• Problem statement:
Please pull out each line in the listing below that contains the word "target".

• Working data:
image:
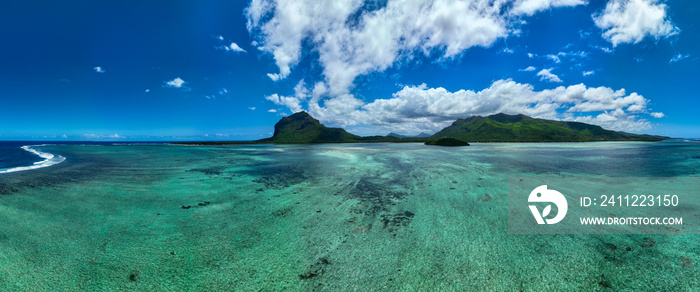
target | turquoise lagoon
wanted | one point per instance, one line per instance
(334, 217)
--
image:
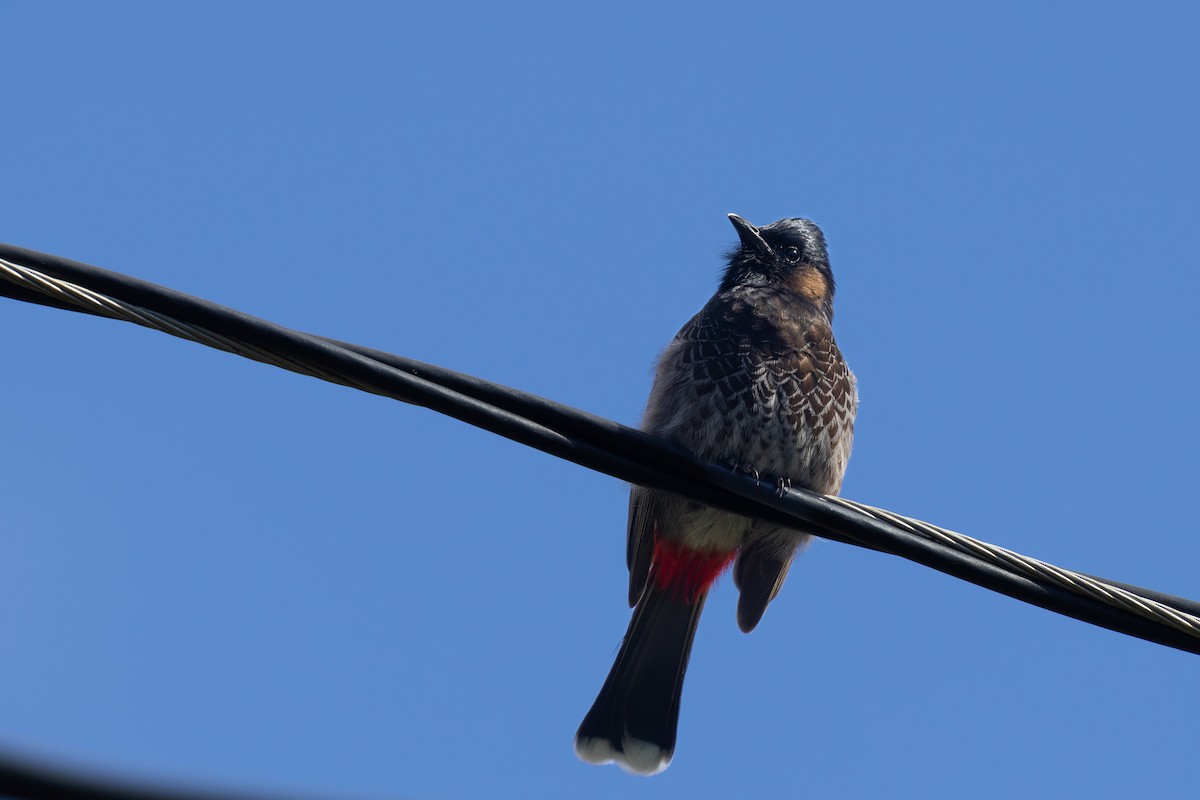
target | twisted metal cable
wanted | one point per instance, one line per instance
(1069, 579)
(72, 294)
---
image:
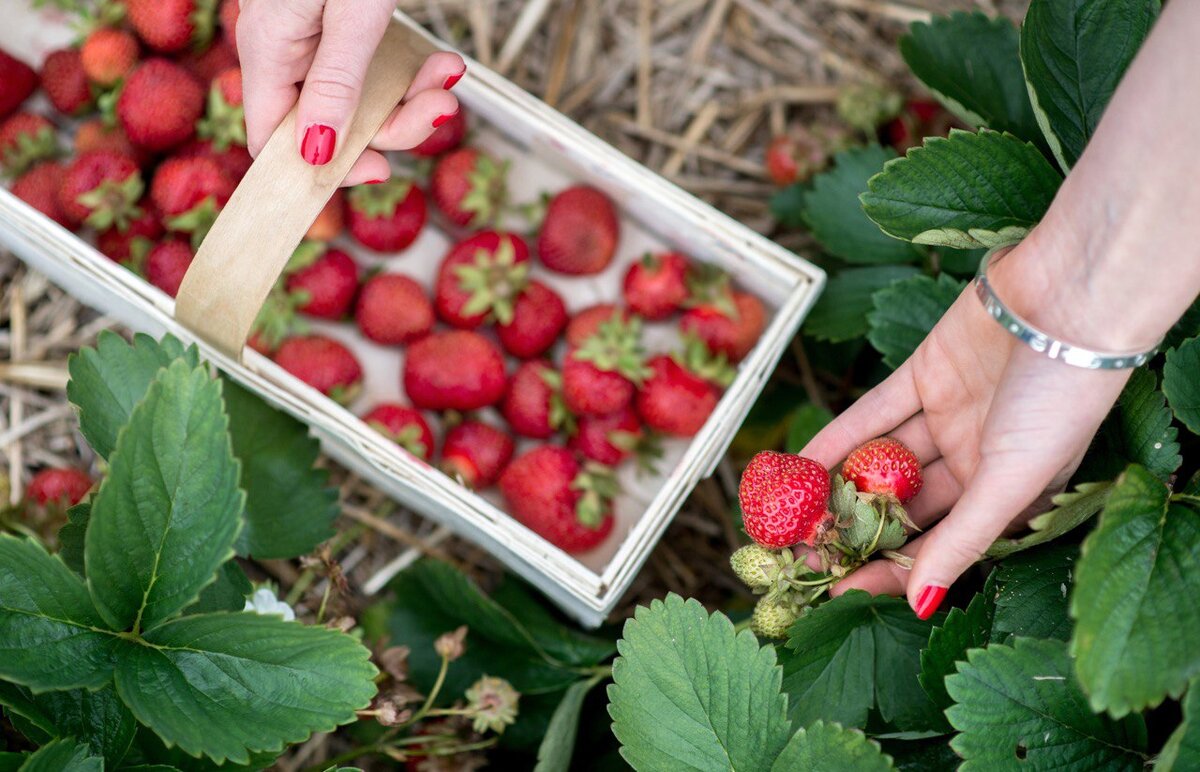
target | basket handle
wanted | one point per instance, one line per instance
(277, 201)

• Expected answer:
target | turquoise lagoon
target | twisted metal cable
target | basket handle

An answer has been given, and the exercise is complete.